(SOURCE INFORMATION Opens)

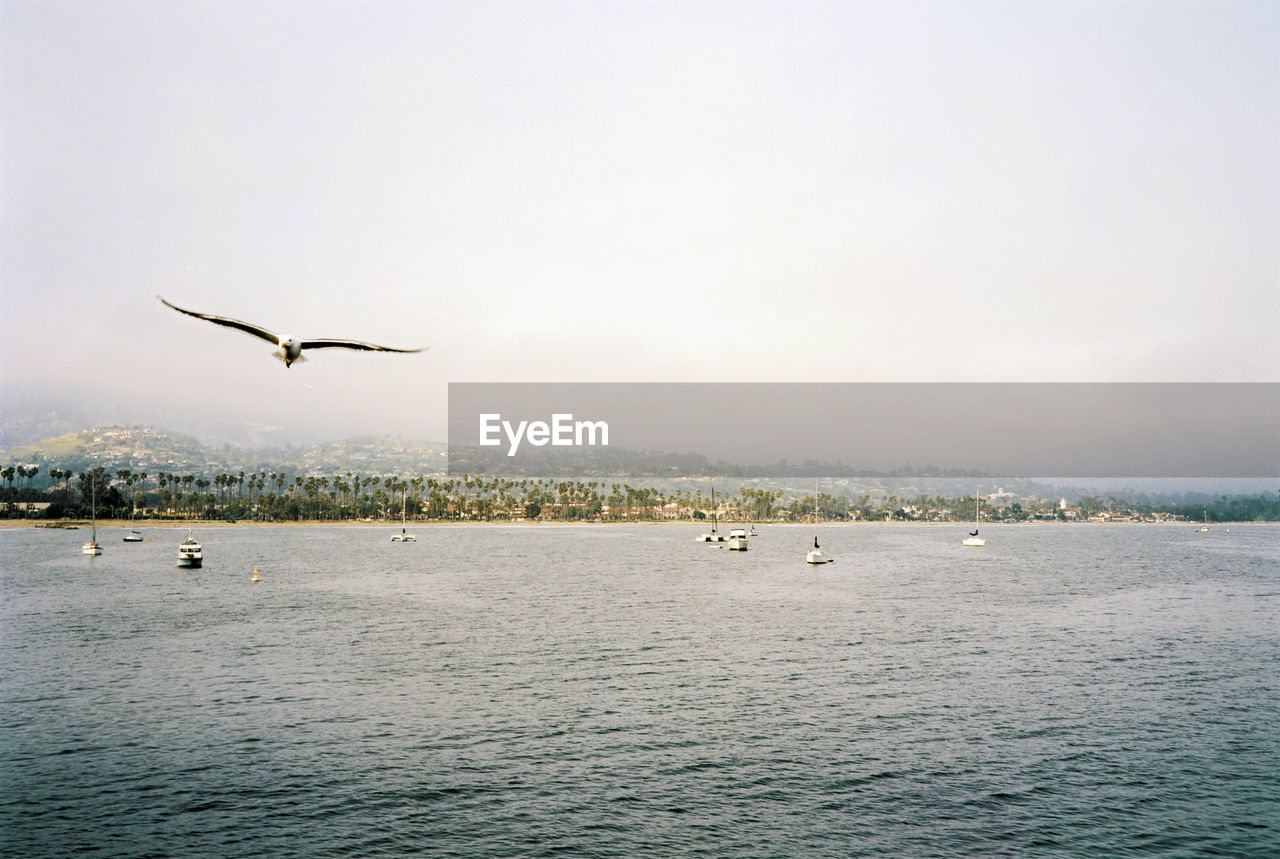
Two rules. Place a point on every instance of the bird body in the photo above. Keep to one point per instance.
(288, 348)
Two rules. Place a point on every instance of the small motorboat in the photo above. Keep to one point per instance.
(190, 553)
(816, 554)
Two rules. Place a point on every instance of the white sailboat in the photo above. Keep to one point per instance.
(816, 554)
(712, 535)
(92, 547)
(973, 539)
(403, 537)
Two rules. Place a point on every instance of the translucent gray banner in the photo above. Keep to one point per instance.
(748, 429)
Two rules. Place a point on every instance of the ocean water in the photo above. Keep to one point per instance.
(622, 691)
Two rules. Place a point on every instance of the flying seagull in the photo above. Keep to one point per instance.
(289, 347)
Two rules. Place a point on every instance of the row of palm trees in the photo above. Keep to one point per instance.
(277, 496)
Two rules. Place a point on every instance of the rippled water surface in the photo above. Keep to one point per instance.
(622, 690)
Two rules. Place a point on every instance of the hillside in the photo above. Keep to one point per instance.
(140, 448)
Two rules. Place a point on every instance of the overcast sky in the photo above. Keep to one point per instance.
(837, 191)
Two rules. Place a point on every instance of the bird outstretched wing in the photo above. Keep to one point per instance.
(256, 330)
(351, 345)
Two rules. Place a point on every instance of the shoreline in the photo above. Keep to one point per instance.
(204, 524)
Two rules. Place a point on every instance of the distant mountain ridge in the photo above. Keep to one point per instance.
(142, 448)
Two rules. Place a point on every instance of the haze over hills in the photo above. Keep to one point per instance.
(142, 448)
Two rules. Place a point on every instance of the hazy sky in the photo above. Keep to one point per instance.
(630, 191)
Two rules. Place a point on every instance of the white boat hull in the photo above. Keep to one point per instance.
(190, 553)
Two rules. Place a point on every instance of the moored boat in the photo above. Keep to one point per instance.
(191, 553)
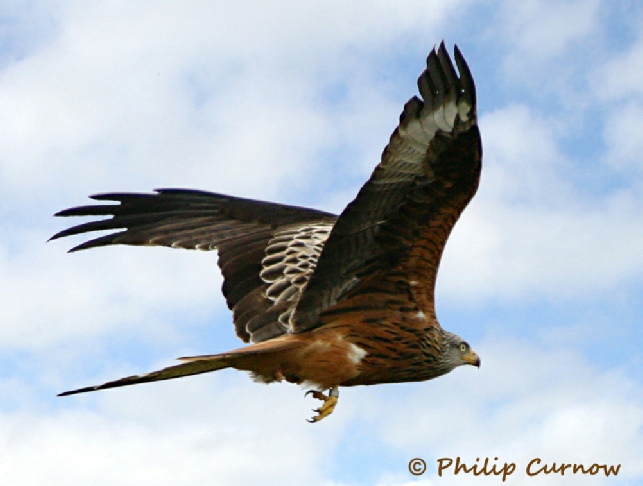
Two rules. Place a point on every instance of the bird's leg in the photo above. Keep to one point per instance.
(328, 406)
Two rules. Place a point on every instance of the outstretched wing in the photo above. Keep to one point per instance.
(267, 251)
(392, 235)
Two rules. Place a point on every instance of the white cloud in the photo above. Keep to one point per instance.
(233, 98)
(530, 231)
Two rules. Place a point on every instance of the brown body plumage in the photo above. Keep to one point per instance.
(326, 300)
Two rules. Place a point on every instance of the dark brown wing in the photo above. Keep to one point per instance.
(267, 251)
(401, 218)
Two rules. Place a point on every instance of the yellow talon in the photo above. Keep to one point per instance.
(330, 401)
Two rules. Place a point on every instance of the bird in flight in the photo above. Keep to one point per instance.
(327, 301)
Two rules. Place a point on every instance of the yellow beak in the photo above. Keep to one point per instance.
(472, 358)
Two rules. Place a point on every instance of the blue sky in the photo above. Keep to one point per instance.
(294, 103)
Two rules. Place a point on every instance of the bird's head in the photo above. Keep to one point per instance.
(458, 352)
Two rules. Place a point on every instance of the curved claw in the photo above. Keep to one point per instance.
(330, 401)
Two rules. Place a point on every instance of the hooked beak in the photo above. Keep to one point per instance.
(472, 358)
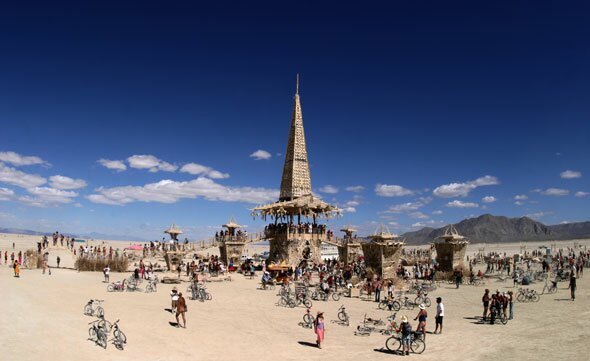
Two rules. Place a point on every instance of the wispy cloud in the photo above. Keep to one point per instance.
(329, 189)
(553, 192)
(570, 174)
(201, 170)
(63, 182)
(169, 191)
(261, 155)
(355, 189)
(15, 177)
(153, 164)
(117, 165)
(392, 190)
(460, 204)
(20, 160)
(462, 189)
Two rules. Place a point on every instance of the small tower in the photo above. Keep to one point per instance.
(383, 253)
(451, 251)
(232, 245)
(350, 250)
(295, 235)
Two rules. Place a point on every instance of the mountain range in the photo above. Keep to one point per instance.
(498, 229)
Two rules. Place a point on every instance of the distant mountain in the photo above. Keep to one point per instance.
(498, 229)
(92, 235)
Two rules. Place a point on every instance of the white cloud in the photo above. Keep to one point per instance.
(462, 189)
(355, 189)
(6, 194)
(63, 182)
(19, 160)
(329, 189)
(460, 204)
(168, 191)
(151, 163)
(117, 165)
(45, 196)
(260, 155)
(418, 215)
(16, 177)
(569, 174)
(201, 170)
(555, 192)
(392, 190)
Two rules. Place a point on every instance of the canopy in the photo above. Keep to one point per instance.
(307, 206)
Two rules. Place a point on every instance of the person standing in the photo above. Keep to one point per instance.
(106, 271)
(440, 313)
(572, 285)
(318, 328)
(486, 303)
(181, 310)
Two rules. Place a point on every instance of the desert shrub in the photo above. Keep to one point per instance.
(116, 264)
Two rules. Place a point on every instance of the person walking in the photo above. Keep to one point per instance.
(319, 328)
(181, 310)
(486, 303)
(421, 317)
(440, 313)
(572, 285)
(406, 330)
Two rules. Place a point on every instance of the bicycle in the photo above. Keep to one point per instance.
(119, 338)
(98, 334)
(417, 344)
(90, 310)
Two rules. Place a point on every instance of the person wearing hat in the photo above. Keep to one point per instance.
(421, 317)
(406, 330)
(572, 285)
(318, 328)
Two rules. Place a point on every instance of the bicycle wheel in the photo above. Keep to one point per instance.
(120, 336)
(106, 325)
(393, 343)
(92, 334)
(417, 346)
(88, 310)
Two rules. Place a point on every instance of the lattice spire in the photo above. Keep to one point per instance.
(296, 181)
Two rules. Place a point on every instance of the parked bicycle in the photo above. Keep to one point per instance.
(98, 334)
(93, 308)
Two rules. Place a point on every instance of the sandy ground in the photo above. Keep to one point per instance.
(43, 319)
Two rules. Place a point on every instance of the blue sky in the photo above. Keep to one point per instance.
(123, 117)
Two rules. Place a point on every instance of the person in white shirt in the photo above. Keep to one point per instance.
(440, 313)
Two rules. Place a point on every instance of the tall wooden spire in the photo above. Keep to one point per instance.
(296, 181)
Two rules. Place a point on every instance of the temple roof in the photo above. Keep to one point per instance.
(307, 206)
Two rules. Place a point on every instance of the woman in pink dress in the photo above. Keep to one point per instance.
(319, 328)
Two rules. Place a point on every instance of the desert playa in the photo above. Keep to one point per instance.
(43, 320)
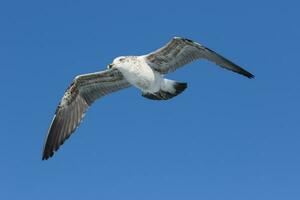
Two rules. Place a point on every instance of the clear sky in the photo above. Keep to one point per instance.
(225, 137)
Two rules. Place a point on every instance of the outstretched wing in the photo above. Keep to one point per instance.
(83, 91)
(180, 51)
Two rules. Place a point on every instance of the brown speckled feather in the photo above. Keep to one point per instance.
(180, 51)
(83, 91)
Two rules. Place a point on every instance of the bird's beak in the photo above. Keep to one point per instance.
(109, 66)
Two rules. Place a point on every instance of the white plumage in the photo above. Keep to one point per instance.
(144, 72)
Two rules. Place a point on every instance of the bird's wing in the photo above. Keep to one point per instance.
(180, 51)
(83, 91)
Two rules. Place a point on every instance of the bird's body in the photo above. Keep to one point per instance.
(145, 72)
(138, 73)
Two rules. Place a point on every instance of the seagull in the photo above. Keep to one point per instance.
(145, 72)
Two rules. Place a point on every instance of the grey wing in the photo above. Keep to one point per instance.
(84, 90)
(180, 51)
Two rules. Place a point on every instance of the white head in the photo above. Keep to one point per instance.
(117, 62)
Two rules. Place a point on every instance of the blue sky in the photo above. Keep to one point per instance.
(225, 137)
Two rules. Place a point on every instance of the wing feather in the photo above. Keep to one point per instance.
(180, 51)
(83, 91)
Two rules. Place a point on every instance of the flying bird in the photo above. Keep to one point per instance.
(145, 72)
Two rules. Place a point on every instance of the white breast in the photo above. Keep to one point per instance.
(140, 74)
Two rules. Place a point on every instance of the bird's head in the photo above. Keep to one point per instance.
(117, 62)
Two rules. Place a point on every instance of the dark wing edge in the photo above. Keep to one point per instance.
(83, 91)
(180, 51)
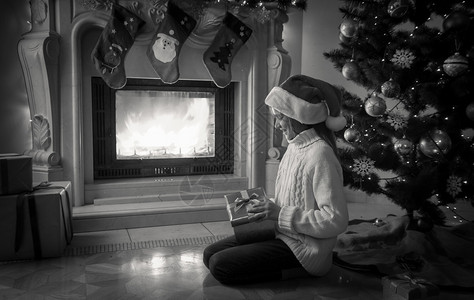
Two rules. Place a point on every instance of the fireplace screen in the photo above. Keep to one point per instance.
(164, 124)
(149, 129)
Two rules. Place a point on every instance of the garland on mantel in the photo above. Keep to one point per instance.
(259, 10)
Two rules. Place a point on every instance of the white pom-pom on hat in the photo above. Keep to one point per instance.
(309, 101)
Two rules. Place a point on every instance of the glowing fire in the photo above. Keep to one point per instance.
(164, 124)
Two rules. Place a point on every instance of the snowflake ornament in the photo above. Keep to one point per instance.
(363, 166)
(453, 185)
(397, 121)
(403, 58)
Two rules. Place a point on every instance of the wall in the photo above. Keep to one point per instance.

(SOURCE INFORMATION Closes)

**ASSIGNMENT:** Copying begins at the line that holds "Two rules. Place a point on every instance of the glowing" and ends at the last line of the data above, with both included and each line kept exactly.

**RESPONSE BELOW:**
Two rules. Place a point on every instance of the glowing fire in the photo above. Keep to one point per instance.
(164, 124)
Two rules. Place a point on every instance of the snowflake ornament in the photo above. Keep to one point per instance.
(363, 166)
(453, 185)
(397, 121)
(403, 58)
Two rules. Place a point on every instance of the wall in the photo above. Keep to one point per instance.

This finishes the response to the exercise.